## Begin

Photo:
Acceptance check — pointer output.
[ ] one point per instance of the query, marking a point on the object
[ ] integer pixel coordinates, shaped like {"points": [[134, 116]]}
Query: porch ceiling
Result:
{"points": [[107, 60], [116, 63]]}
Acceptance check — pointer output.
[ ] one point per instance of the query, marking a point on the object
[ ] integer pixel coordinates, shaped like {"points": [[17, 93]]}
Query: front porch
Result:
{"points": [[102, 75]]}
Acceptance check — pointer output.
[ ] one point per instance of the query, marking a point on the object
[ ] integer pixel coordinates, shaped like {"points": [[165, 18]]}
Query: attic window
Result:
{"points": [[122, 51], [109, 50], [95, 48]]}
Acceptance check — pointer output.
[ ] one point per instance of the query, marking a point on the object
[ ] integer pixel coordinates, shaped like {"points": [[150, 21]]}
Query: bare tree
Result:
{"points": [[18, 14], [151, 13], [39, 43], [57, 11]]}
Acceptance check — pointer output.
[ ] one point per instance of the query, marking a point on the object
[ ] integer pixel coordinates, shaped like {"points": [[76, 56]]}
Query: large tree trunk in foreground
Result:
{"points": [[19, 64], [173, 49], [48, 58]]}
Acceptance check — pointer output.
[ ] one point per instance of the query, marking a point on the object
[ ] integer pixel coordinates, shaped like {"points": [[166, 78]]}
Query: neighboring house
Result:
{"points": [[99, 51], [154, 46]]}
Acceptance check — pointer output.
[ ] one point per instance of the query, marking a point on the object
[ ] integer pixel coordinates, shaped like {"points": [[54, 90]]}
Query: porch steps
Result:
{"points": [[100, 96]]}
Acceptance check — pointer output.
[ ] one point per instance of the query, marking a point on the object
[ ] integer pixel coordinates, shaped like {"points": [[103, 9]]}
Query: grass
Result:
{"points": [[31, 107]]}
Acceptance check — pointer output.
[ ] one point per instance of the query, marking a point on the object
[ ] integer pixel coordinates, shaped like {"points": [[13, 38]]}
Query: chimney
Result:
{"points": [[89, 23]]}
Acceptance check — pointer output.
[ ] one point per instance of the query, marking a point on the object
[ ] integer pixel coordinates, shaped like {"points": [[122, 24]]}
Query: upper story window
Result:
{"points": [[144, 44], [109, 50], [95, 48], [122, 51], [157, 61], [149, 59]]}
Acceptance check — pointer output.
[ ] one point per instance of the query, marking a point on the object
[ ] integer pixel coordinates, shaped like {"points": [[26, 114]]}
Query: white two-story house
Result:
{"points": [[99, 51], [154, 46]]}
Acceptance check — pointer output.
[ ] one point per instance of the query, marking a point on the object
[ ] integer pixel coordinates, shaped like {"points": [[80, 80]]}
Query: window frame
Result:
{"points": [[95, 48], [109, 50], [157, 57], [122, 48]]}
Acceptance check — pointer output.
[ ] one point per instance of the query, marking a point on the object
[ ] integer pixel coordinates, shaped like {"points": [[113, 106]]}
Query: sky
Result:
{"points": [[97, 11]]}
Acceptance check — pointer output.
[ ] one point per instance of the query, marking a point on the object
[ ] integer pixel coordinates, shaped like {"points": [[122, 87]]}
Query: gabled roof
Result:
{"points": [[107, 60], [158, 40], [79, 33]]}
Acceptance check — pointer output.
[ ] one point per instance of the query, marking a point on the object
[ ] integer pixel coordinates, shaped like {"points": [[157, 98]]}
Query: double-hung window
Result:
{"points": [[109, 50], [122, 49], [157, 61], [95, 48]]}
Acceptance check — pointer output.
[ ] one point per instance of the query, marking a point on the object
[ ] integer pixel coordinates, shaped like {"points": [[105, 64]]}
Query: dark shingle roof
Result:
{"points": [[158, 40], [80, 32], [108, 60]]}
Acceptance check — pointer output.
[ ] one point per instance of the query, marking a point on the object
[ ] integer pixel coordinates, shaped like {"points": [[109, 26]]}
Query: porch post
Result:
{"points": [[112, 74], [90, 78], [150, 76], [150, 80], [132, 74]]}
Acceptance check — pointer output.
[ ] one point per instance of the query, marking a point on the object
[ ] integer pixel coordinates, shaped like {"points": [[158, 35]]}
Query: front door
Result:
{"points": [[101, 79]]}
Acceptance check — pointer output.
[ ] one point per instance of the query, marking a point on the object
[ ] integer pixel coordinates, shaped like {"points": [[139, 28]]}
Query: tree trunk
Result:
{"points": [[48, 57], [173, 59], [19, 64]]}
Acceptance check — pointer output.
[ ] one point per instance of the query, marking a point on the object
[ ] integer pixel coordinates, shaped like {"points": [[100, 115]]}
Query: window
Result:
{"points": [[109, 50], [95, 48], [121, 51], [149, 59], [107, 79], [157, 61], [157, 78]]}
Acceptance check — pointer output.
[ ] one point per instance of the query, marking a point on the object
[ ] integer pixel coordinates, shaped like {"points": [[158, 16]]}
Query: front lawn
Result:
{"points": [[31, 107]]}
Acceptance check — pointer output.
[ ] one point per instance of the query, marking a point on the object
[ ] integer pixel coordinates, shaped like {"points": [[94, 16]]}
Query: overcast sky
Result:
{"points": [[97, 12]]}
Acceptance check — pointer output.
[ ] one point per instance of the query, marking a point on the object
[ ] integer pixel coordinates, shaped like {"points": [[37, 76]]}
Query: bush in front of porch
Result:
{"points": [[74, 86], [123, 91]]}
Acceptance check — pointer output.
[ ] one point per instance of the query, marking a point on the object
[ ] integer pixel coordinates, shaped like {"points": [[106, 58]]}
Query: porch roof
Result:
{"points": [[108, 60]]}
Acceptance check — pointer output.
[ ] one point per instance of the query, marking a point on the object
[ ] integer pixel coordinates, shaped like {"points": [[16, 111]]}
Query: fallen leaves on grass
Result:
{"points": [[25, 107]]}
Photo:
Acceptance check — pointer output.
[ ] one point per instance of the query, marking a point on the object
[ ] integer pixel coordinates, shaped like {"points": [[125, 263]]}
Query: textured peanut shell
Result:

## End

AIM: Retype the entries exactly, including every line.

SOLUTION FOR THIS TASK:
Photo:
Acceptance check — pointer output.
[ ] one point per instance of the query, marking a point on the object
[ ] integer pixel coordinates, shaped like {"points": [[134, 116]]}
Query: porch ceiling
Result:
{"points": [[107, 60], [116, 63]]}
Acceptance check — pointer output.
[ ] one point per instance of the query, marking a point on the object
[ ] integer pixel coordinates, shaped like {"points": [[17, 93]]}
Query: front porch
Result:
{"points": [[102, 75]]}
Acceptance check — pointer output.
[ ] one point per instance of the query, marking a point on the object
[ ] integer pixel coordinates, shaped like {"points": [[165, 18]]}
Query: attic window
Result:
{"points": [[122, 51], [109, 50], [95, 48]]}
Acceptance check — pointer output.
[ ] one point per instance of the query, marking a point on the object
[ ] integer pixel coordinates, shaped like {"points": [[150, 21]]}
Query: bare tree
Result:
{"points": [[18, 14], [151, 13], [39, 43], [57, 11]]}
Acceptance check — pointer output.
[ ] one point per instance of the query, marking a point on the object
[ ] integer pixel coordinates, shaped like {"points": [[76, 56]]}
Query: large tree trunk in foreground
Result:
{"points": [[19, 64], [173, 49], [48, 58]]}
Acceptance check — pointer output.
[ ] one point per instance of the query, marking a point on the object
[ ] integer pixel coordinates, shaped like {"points": [[166, 78]]}
Query: neighboring house
Result:
{"points": [[99, 51], [154, 46]]}
Acceptance check — pointer output.
[ ] one point per instance of the query, marking a point on the object
[ ] integer pixel coordinates, shaped like {"points": [[54, 90]]}
Query: porch steps
Result:
{"points": [[100, 96]]}
Acceptance check — pointer output.
[ ] one point per instance of the query, marking a point on the object
[ ] integer pixel coordinates, shaped like {"points": [[103, 9]]}
Query: grass
Result:
{"points": [[31, 107]]}
Acceptance check — pointer output.
[ ] one point per instance of the query, marking a point on the object
[ ] integer pixel coordinates, shaped like {"points": [[13, 38]]}
Query: chimney
Result:
{"points": [[89, 23]]}
Acceptance check — pointer output.
[ ] one point per instance of the query, marking a point on the object
[ ] integer pixel coordinates, shaped like {"points": [[122, 24]]}
Query: upper story window
Result:
{"points": [[144, 44], [109, 50], [95, 48], [122, 51], [157, 61], [149, 59]]}
Acceptance check — pointer output.
[ ] one point per instance of the query, marking a point on the object
[ ] integer pixel coordinates, shaped like {"points": [[26, 114]]}
Query: white two-story house
Result:
{"points": [[99, 51], [154, 46]]}
Acceptance check — pointer output.
[ ] one point per instance of the query, marking a point on the object
[ ] integer pixel coordinates, shaped like {"points": [[80, 80]]}
Query: window frame
Result:
{"points": [[95, 48], [109, 50], [157, 57], [122, 48]]}
Acceptance check — pointer output.
[ ] one point per instance of the query, marking a point on the object
[ ] integer pixel coordinates, shaped like {"points": [[113, 106]]}
Query: sky
Result:
{"points": [[97, 11]]}
Acceptance check — pointer output.
[ ] one point per instance of the query, marking a point on the object
[ ] integer pixel coordinates, shaped like {"points": [[122, 87]]}
Query: gabled roof
Result:
{"points": [[107, 60], [158, 40], [79, 33]]}
Acceptance check — pointer output.
[ ] one point per instance of the query, marking a point on the object
[ ] integer pixel coordinates, shaped like {"points": [[157, 98]]}
Query: double-hung window
Result:
{"points": [[109, 50], [122, 49], [157, 61], [95, 48]]}
Acceptance check — pointer output.
[ ] one point per instance of the query, marking a point on the object
[ ] integer pixel coordinates, shaped like {"points": [[105, 64]]}
Query: dark shingle roof
Result:
{"points": [[158, 40], [80, 32], [108, 60]]}
Acceptance check — pointer output.
[ ] one point per instance of the query, marking a point on the object
[ ] integer pixel coordinates, shaped like {"points": [[109, 26]]}
Query: porch post
Result:
{"points": [[112, 74], [90, 78], [150, 76], [150, 80], [132, 74]]}
Acceptance check — pointer output.
[ ] one point per instance of the query, marking a point on the object
[ ] integer pixel coordinates, shaped like {"points": [[158, 35]]}
Query: front door
Result:
{"points": [[101, 79]]}
Acceptance check — pointer output.
[ ] one point per instance of the query, marking a point on the object
[ ] integer pixel coordinates, shaped like {"points": [[139, 28]]}
Query: tree trunk
Result:
{"points": [[48, 57], [173, 59], [19, 64]]}
Acceptance check — pointer output.
[ ] one point per instance of the query, marking a point on the object
[ ] integer pixel coordinates, shaped like {"points": [[100, 115]]}
Query: window
Result:
{"points": [[109, 50], [95, 48], [121, 51], [149, 59], [107, 79], [157, 61], [157, 78]]}
Acceptance check — pointer output.
[ ] one point per instance of the query, marking a point on the object
[ ] integer pixel coordinates, shaped like {"points": [[158, 16]]}
Query: front lawn
Result:
{"points": [[31, 107]]}
Acceptance check — pointer output.
[ ] one point per instance of the query, marking a point on the object
[ ] integer pixel coordinates, shaped like {"points": [[94, 16]]}
Query: overcast sky
Result:
{"points": [[97, 12]]}
Acceptance check — pointer output.
[ ] one point per instance of the query, marking a point on the object
[ ] integer pixel coordinates, shaped like {"points": [[37, 76]]}
Query: bush in front of porch
Result:
{"points": [[74, 86], [123, 91]]}
Acceptance check — pointer output.
[ ] one point per instance of the query, marking a point on the object
[ ] integer pixel coordinates, shaped like {"points": [[106, 58]]}
Query: porch roof
Result:
{"points": [[108, 60]]}
Acceptance check — pointer output.
[ ] one point per instance of the query, marking a point on the object
[ ] integer pixel coordinates, shaped like {"points": [[16, 111]]}
Query: fallen leaves on grass
Result:
{"points": [[25, 107]]}
Photo:
Acceptance check — pointer output.
[ ] one point per instance of the query, marking a point on the object
[ ] integer pixel coordinates, shaped like {"points": [[125, 263]]}
Query: textured peanut shell
Result:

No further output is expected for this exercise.